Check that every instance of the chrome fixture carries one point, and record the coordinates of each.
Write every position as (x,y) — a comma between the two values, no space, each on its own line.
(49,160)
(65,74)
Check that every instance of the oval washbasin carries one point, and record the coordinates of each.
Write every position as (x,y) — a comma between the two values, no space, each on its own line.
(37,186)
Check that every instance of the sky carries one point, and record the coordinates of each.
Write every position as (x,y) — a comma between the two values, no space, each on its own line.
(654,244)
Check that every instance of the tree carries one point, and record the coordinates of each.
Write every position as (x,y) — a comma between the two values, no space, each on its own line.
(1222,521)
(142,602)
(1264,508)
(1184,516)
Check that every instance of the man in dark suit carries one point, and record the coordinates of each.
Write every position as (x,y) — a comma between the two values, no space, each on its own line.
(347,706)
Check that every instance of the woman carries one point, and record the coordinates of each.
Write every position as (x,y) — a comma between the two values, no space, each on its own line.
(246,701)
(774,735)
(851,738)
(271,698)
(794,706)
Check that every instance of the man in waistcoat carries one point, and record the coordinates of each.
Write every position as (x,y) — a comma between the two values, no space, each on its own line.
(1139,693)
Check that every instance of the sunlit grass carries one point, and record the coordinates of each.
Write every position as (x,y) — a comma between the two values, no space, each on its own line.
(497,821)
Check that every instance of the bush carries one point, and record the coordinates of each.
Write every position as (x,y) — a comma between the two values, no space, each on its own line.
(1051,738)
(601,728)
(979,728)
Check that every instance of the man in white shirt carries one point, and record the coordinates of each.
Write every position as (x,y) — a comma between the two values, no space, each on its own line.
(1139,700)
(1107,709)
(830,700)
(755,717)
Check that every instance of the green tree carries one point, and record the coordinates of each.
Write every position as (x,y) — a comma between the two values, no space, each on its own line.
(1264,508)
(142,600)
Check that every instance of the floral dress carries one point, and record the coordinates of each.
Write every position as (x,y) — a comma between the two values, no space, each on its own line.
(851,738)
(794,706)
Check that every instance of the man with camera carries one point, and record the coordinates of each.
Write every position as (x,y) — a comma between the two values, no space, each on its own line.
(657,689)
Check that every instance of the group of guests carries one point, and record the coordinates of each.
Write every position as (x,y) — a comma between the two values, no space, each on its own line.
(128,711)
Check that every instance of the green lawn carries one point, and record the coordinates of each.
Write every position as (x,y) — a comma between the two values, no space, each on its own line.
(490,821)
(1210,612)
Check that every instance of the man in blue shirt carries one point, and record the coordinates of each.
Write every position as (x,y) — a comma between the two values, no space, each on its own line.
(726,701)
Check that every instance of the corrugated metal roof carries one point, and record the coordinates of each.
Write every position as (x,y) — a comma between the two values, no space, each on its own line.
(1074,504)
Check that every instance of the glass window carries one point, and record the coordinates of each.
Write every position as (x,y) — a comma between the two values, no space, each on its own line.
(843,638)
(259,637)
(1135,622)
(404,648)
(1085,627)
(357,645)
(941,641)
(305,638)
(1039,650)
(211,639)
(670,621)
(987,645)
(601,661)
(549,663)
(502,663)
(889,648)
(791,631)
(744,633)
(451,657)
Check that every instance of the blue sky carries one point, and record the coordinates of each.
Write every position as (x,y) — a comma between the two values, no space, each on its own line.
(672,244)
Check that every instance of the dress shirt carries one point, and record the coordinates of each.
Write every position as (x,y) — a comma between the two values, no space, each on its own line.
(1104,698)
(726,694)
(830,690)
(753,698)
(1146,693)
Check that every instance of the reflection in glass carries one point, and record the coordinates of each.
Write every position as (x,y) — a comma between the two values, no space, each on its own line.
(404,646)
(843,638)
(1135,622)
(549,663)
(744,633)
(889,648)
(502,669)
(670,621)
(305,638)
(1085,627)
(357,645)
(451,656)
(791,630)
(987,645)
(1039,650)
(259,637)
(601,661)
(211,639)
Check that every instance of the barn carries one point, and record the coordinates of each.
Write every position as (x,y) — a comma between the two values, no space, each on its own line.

....................

## WHAT THE TASK ASKS
Pull out every line from the one with "Check that every instance of the dress" to the end of the listing, and output only those.

## RESPONSE FOR THIS EXERCISE
Check that every instance of the dress shirt carries one point, and record the coordinates of each.
Write every position as (x,y) — a comma between the two values, no space, each on its own line.
(1104,698)
(726,694)
(830,690)
(753,698)
(1146,693)
Check that every instance of the reflection in glass carries one point, and record the coordinates of each.
Write every position as (x,y) — a comma between the two values, no space, each on its own line.
(404,646)
(843,638)
(1135,622)
(549,663)
(744,633)
(889,648)
(502,669)
(670,621)
(305,638)
(1085,627)
(357,645)
(451,656)
(791,630)
(987,645)
(1039,650)
(259,637)
(601,661)
(211,639)
Check that every instance of the barn carries one point, and record the coordinates of each.
Write every position as (x,y) — a comma between the two values, no space, each on its own line.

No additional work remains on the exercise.